EXCERPT:

++++

Oh,
I remember the Smitty person running at the top that would fall down when the command
failed. Good times.
-LC$
On Aug 12, 2020, at 11:15 PM, Grant Taylor via TUHS <tuhs(a)minnie.tuhs.org> wrote:
On 8/12/20 7:47 PM, Larry McVoy wrote:
The SMIT I had did*not* show you what files it was
editing
My recollection is that smit(ty) did /not/ show you the commands that would be run /by/
/default/.
That being said, there was a (P)F key you could press prior to executing, one of the many
(P)F keys smit(ty) used, that would show you the command and all of it's arguments
which would be run.
I didn't like /using/ smit(ty) for much. But I did find it /useful/ for learning
things which I didn't know by using the menu a few times and analyzing the command(s)
that it would generate and run.

++++

Records excerpted from a collection:

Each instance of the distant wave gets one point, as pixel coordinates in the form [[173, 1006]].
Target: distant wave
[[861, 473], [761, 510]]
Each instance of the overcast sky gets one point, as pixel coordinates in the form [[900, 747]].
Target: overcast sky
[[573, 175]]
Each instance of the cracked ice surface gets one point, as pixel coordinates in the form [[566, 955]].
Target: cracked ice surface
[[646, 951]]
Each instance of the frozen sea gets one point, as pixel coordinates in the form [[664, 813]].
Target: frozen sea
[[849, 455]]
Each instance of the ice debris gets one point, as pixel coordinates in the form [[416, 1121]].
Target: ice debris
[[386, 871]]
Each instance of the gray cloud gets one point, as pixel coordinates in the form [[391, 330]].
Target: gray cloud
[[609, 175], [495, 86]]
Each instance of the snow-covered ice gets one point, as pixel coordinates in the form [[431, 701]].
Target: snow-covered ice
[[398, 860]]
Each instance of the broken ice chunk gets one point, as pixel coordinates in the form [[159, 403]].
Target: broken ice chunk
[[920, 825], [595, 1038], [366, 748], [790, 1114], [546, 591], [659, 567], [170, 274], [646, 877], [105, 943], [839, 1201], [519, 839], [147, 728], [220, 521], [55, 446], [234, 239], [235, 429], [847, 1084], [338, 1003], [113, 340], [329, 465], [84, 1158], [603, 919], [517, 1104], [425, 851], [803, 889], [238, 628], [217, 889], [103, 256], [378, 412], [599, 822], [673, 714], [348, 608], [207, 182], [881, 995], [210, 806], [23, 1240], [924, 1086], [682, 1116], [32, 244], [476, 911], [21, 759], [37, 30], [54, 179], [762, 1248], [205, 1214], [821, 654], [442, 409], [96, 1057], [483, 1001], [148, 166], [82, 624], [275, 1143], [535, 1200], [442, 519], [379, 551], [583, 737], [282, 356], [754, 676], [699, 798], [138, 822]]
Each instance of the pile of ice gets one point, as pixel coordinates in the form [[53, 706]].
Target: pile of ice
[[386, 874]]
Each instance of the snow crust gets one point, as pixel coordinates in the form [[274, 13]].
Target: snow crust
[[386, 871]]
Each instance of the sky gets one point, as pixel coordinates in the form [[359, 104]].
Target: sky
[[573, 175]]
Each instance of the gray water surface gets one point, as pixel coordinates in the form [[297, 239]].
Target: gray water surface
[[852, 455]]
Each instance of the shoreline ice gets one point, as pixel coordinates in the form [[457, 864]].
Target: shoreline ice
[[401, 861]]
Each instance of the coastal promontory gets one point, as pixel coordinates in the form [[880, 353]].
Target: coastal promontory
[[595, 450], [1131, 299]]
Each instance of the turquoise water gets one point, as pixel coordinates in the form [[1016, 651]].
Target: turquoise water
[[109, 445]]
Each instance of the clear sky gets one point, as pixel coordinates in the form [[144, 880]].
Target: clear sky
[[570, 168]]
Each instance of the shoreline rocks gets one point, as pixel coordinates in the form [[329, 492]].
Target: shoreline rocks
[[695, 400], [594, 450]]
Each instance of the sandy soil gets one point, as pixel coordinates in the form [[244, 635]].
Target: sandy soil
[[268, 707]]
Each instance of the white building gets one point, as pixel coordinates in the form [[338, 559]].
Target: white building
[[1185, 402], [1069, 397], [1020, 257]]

++++

TASK INSTRUCTIONS:
1. In the SMIT message, what could you press before executing to see the command and its arguments that would be run?
2. Repeat the part of the SMIT message starting at "That being said, there" and ending at "would be run.".

TASK ANSWERS:
1. One of smit(ty)'s (P)F keys.

2.
That being said, there was a (P)F key you could press prior to executing, one of the many
(P)F keys smit(ty) used, that would show you the command and all of it's arguments
which would be run.